[Passagem citada]
▼▼▼

O primeiro, agressor, já insinua que quer o controlo dos territórios de Donbass e da Crimeia, enquanto a versão inicial da guerra seria ocupar a totalidade do território e a criação de um governo pró-russo na Ucrânia. O segundo está a aberto a deixar cair o pedido de adesão à NATO e à eventual criação de um estatuto especial para as regiões do Donbass.

Mas o que está verdadeiramente em causa é a criação de retaguardas para ambos os protagonistas, sendo que a situação do presidente russo está claramente fragilizada. Para quem esperava ter uma vitória em muito pouco tempo, estas duas semanas de combates e perdas tremendas em efetivos e material, e sobretudo na imagem desastrosa perante o Ocidente, deixou-o isolado.

Para Zelensky, a questão é saber até quando poderá aguentar, na medida em que a NATO e os países ocidentais não fazem o que pede. Possivelmente já terá um plano organizado de resistência se Kiev cair em mãos russas. Mas o mais premente é perceber como se pode organizar uma retirada mais política do que militar para ambos os lados.

Putin tem uma situação bem mais problemática. O envolvimento da sociedade russa na invasão de um território que não é seu precisa de ser bem justificada. Internamente, a oposição está silenciada, mas ela existe e tem força. Putin tem tudo a perder se na guerra de comunicação não garantir a vitória moral e territorial.

O seu plano de recuo significaria o desagregar da Rússia e isso seria mais perigoso do que o statu quo. É por isso que na Europa ocidental ninguém quer uma futura Rússia sem uma governação forte. E o escape manter-se-á enquanto continuarem as transações de petróleo e gás do país para o ocidente, e Moscovo continuar a receber algumas centenas de milhões de euros diariamente.

▲▲▲

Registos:
▼▼▼

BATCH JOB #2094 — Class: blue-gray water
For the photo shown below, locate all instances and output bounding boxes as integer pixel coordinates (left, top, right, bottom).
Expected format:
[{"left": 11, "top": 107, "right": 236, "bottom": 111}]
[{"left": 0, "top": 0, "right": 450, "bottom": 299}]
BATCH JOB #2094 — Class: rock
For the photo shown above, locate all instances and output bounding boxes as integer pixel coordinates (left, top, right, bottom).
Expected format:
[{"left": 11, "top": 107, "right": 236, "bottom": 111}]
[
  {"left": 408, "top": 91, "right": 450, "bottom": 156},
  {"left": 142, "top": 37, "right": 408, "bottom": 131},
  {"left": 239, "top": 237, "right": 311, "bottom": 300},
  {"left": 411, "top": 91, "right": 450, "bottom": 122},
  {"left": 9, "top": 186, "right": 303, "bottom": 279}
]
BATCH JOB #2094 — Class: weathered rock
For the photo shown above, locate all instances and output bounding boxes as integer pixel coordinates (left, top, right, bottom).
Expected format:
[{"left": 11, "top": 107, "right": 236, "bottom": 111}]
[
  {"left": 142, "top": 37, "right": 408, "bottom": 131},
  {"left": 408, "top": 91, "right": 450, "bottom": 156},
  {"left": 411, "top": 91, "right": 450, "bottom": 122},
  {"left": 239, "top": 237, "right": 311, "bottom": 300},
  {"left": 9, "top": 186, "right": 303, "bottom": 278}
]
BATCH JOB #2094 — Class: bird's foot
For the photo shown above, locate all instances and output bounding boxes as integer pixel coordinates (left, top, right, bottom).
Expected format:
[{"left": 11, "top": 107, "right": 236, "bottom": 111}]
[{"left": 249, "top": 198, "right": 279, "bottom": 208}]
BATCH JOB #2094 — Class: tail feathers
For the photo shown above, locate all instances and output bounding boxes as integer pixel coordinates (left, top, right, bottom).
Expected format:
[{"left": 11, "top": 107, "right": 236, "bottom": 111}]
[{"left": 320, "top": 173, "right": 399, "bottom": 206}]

▲▲▲

[Tarefas propostas]
a. Dispõe numa lista JSON de strings, uma por linha e sem linhas em branco, a parte dos registos que vai da linha que contém "BATCH JOB #2094 — Class: tail feathers" até ao fim dos registos, ambos os extremos incluídos.
b. Retoma, por favor, o texto sobre a guerra entre a Rússia e a Ucrânia a partir da última frase apresentada.

[Resultados finais]
a.
[
  "BATCH JOB #2094 — Class: tail feathers",
  "For the photo shown above, locate all instances and output bounding boxes as integer pixel coordinates (left, top, right, bottom).",
  "Expected format:",
  "[{\"left\": 11, \"top\": 107, \"right\": 236, \"bottom\": 111}]",
  "[{\"left\": 320, \"top\": 173, \"right\": 399, \"bottom\": 206}]"
]

b.
Zelensky até pode vir a perder no terreno, mas moralmente é um vitorioso e um herói. Para os ocidentais, Zelensky é o único pilar que permitirá manter a ordem mundial estabelecida.

Putin iniciou uma guerra e abriu a caixa de pandora para que o atual amigo, a China com tendências expansionistas, possa vir a ser o arqui-inimigo da Rússia no cenário que se segue. Mais uma vez, são a Turquia e Israel os fiéis da balança que podem levar ambos os lados a entender-se.

As sanções económicas estão a ter resultados e os economistas da seguradora Coface estimam uma queda do PIB russo, em 2022, que se traduzirá numa recessão de -7,5% e numa avaliação de risco-país de nível D, equivalente a risco muito elevado. Na Europa ocidental, o fim das compras de petróleo e gás colocará a zona euro em crescimento zero, a par de uma subida rápida da inflação. Ficaremos em situação de estagflação, i.e. estagnação no crescimento e inflação em alta.